- WORK TASK:
Could each record be written out again exactly as it stands?

- INPUT DATA:
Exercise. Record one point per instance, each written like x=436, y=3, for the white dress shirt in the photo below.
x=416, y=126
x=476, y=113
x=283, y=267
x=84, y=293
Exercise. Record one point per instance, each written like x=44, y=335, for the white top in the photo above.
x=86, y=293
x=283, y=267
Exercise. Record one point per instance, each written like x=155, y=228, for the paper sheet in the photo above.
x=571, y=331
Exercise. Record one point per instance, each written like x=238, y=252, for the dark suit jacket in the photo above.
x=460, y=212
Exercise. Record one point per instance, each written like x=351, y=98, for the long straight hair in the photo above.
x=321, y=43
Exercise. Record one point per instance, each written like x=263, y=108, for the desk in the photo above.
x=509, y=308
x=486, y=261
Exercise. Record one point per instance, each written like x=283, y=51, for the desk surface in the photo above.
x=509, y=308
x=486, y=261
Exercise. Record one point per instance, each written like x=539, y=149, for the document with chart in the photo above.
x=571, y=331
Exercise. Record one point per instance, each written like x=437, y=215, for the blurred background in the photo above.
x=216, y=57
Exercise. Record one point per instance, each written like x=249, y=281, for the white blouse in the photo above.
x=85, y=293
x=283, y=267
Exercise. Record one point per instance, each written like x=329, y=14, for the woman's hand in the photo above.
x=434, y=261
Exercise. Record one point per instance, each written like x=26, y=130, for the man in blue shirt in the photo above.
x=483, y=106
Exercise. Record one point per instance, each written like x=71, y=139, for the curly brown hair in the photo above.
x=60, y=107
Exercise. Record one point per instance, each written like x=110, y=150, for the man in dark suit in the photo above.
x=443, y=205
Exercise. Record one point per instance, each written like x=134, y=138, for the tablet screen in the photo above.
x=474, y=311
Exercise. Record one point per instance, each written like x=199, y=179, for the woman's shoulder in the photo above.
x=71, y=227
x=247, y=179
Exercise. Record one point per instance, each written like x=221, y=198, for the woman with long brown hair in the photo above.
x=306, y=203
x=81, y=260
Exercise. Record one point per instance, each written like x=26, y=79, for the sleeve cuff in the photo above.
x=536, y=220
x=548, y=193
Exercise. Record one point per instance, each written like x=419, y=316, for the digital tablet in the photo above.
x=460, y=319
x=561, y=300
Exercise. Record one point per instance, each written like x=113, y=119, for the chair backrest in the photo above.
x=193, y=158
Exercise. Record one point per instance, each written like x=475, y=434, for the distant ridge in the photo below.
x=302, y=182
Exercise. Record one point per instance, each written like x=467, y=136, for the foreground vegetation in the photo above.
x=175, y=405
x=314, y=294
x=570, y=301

- OUTPUT FOR THIS EXERCISE:
Exercise. Record one point per instance, each written like x=436, y=3, for the white dress shirt in the photo below.
x=416, y=126
x=476, y=113
x=283, y=267
x=84, y=293
Exercise. Record one point per instance, each written like x=44, y=335, for the white top in the photo above.
x=86, y=293
x=283, y=267
Exercise. Record one point per instance, each written like x=155, y=228, for the paper sheet in the photo above.
x=571, y=331
Exercise. Record one point per instance, each written like x=238, y=252, for the dark suit jacket in the photo above.
x=460, y=212
Exercise. Record one point per instance, each written like x=351, y=98, for the long straight hair in the photo above.
x=321, y=43
Exercise. Record one point per instance, each written like x=263, y=108, for the desk in the photo above.
x=509, y=308
x=486, y=261
Exercise. Record one point per instance, each written like x=283, y=51, for the desk surface in the photo above.
x=509, y=308
x=486, y=261
Exercise. Record one point per instance, each written like x=539, y=149, for the document with chart in the photo above.
x=571, y=331
Exercise. Record one point per instance, each written like x=437, y=215, for the blurred background in the photo above.
x=216, y=57
Exercise. Record one point per instance, each written like x=249, y=281, for the white blouse in the photo above.
x=85, y=293
x=283, y=267
Exercise. Record one point per instance, each written like x=329, y=14, for the woman's hand in the photo above.
x=434, y=261
Exercise. Record one point per instance, each written like x=26, y=130, for the man in blue shirt in the photo above.
x=483, y=106
Exercise. Record one point per instance, each written like x=71, y=139, for the curly brown hair in the photo above.
x=60, y=107
Exercise. Record one point per instance, each written like x=110, y=150, for the man in dark suit in the photo above.
x=443, y=205
Exercise. Record one point per instance, each written like x=134, y=138, for the tablet screen in the photo above.
x=474, y=311
Exercise. Record one point per instance, each written like x=199, y=179, for the woman's shoulder in the photo above.
x=71, y=227
x=247, y=179
Exercise. Record one point per instance, each written like x=221, y=198, for the woman with long brown hair in the photo above.
x=306, y=203
x=81, y=260
Exercise. Record one point per instance, each written like x=26, y=79, for the sleeve cuff in the photo above.
x=536, y=220
x=548, y=193
Exercise. Record one point per instance, each written like x=419, y=316, for the digital tablet in the photo above.
x=460, y=319
x=561, y=300
Exercise. Record one point per instance, each written like x=113, y=119, for the chair backrest in the photo above.
x=193, y=158
Exercise. Record one point per instance, each written like x=475, y=434, for the distant ridge in the photo below.
x=302, y=182
Exercise. Record one point per instance, each written like x=467, y=136, for the foreground vegetation in the photo above.
x=175, y=405
x=314, y=294
x=570, y=301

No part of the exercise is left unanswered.